- [Excerpted records]
== Segment start ==
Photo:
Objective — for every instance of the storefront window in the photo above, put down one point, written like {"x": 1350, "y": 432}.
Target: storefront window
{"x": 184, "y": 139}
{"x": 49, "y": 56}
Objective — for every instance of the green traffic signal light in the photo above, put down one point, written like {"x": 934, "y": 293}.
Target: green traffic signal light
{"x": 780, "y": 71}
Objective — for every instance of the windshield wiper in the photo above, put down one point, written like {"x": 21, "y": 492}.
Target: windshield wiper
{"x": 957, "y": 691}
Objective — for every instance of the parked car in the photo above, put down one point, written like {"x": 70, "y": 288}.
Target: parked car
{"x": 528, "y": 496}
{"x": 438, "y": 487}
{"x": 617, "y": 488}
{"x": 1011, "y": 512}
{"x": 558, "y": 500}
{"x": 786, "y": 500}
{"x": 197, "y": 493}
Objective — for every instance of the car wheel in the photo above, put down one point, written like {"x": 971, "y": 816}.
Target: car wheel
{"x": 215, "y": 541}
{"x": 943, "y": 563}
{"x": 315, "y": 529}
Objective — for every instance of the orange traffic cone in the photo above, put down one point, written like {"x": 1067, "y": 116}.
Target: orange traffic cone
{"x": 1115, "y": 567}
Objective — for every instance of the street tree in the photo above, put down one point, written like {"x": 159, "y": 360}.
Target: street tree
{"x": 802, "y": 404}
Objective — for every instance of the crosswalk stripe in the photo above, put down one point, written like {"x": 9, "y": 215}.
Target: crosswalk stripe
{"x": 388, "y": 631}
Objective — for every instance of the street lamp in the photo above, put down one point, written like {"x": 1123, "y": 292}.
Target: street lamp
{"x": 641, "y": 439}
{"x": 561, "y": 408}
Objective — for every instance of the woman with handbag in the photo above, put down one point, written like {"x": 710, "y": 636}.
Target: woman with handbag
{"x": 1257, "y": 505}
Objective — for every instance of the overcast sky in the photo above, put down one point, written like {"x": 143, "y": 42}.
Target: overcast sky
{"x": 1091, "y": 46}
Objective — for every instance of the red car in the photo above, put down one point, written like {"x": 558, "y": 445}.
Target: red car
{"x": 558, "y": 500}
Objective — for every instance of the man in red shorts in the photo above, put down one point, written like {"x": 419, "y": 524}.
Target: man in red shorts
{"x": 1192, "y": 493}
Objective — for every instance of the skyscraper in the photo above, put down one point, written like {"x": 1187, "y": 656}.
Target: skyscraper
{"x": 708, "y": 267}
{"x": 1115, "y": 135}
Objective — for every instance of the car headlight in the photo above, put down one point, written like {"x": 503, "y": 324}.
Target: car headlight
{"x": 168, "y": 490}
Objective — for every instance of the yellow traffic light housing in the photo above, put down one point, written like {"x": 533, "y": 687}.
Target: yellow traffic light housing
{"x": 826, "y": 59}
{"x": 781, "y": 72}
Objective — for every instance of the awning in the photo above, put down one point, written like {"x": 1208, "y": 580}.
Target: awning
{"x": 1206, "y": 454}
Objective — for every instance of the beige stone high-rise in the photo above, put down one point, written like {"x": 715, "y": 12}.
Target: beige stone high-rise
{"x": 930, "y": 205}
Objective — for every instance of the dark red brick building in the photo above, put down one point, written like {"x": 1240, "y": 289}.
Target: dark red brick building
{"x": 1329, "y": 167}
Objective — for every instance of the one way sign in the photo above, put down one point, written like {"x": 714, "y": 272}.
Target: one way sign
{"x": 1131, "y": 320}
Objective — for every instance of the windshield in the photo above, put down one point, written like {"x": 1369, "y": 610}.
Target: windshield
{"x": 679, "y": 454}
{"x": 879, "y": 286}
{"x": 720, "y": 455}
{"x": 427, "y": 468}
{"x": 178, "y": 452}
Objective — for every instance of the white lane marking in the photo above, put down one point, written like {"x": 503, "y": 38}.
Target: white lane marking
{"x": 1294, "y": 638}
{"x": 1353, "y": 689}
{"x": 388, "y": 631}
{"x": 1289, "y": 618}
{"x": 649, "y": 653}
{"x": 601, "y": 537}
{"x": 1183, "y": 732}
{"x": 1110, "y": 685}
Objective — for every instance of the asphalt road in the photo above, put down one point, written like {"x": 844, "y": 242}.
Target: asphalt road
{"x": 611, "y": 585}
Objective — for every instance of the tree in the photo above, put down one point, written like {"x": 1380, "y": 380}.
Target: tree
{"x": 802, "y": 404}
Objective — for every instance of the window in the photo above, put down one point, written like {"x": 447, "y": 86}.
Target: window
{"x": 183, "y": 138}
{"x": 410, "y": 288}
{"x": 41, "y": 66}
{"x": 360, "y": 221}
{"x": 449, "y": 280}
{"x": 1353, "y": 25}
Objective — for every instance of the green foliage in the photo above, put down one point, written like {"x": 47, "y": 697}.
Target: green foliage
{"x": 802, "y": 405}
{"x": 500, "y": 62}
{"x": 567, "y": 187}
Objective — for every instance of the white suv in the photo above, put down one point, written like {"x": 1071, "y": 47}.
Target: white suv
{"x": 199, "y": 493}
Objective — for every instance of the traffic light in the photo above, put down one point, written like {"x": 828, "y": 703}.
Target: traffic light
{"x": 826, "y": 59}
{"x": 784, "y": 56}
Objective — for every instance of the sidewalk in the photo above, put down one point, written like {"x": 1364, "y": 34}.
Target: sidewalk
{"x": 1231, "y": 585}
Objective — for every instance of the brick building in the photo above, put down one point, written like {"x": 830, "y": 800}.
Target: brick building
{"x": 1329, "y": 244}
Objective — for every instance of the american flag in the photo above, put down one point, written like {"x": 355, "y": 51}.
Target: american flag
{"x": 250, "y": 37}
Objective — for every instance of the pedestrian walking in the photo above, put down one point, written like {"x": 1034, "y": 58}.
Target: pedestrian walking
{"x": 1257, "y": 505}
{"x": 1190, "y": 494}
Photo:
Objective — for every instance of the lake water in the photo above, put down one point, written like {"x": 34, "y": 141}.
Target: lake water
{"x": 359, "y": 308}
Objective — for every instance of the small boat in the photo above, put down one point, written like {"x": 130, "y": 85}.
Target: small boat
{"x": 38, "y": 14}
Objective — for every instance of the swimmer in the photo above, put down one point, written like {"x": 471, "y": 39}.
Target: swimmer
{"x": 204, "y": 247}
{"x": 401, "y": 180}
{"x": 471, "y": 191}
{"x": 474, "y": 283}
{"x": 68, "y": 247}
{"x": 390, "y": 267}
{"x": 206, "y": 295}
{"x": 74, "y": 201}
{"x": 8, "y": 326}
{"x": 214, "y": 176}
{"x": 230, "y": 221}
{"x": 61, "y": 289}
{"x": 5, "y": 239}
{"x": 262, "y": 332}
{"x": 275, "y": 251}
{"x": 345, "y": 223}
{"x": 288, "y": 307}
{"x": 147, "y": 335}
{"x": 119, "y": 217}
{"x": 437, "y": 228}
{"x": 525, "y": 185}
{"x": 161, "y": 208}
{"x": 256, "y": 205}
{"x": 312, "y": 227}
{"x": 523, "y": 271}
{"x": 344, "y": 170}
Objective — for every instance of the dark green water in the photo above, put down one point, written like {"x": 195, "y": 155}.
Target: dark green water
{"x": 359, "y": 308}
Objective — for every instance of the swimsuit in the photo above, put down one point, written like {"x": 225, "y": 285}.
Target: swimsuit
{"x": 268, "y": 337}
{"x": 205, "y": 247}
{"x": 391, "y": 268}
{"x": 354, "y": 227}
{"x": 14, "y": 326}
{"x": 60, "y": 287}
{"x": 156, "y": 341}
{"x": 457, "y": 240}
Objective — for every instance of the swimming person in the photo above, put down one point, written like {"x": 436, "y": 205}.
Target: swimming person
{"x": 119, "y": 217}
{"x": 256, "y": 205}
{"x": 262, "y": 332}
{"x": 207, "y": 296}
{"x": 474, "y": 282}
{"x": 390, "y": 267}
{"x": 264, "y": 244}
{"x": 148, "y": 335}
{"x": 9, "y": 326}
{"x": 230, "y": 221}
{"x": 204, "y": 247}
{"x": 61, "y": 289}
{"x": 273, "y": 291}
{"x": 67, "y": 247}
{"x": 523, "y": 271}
== Segment end ==
- [Required work] The answer should consist of the lines from the one with "Target: swimmer" through the last line of the entries, duplicated exactly and nothing more.

- [Problem solution]
Target: swimmer
{"x": 204, "y": 247}
{"x": 401, "y": 180}
{"x": 471, "y": 191}
{"x": 474, "y": 283}
{"x": 68, "y": 247}
{"x": 390, "y": 267}
{"x": 206, "y": 295}
{"x": 74, "y": 201}
{"x": 8, "y": 326}
{"x": 214, "y": 176}
{"x": 230, "y": 221}
{"x": 61, "y": 289}
{"x": 5, "y": 239}
{"x": 262, "y": 332}
{"x": 275, "y": 251}
{"x": 345, "y": 223}
{"x": 288, "y": 307}
{"x": 147, "y": 335}
{"x": 119, "y": 217}
{"x": 437, "y": 228}
{"x": 525, "y": 185}
{"x": 161, "y": 208}
{"x": 256, "y": 205}
{"x": 312, "y": 227}
{"x": 523, "y": 271}
{"x": 344, "y": 170}
Objective — for every instance of the dark green water in the photo above, put down one point, written like {"x": 195, "y": 155}.
Target: dark green water
{"x": 359, "y": 308}
Objective — for every instance of the swimsuit in the photo above, put down one point, written like {"x": 225, "y": 285}.
Target: swimsuit
{"x": 268, "y": 337}
{"x": 205, "y": 247}
{"x": 391, "y": 268}
{"x": 354, "y": 227}
{"x": 14, "y": 326}
{"x": 60, "y": 287}
{"x": 156, "y": 341}
{"x": 457, "y": 240}
Objective — for every instance of the swimming person in the photo above, put down one point, written like {"x": 436, "y": 205}.
Target: swimming person
{"x": 119, "y": 217}
{"x": 256, "y": 205}
{"x": 262, "y": 332}
{"x": 207, "y": 296}
{"x": 474, "y": 282}
{"x": 390, "y": 267}
{"x": 264, "y": 244}
{"x": 148, "y": 335}
{"x": 9, "y": 326}
{"x": 230, "y": 221}
{"x": 204, "y": 247}
{"x": 61, "y": 289}
{"x": 273, "y": 291}
{"x": 67, "y": 247}
{"x": 523, "y": 271}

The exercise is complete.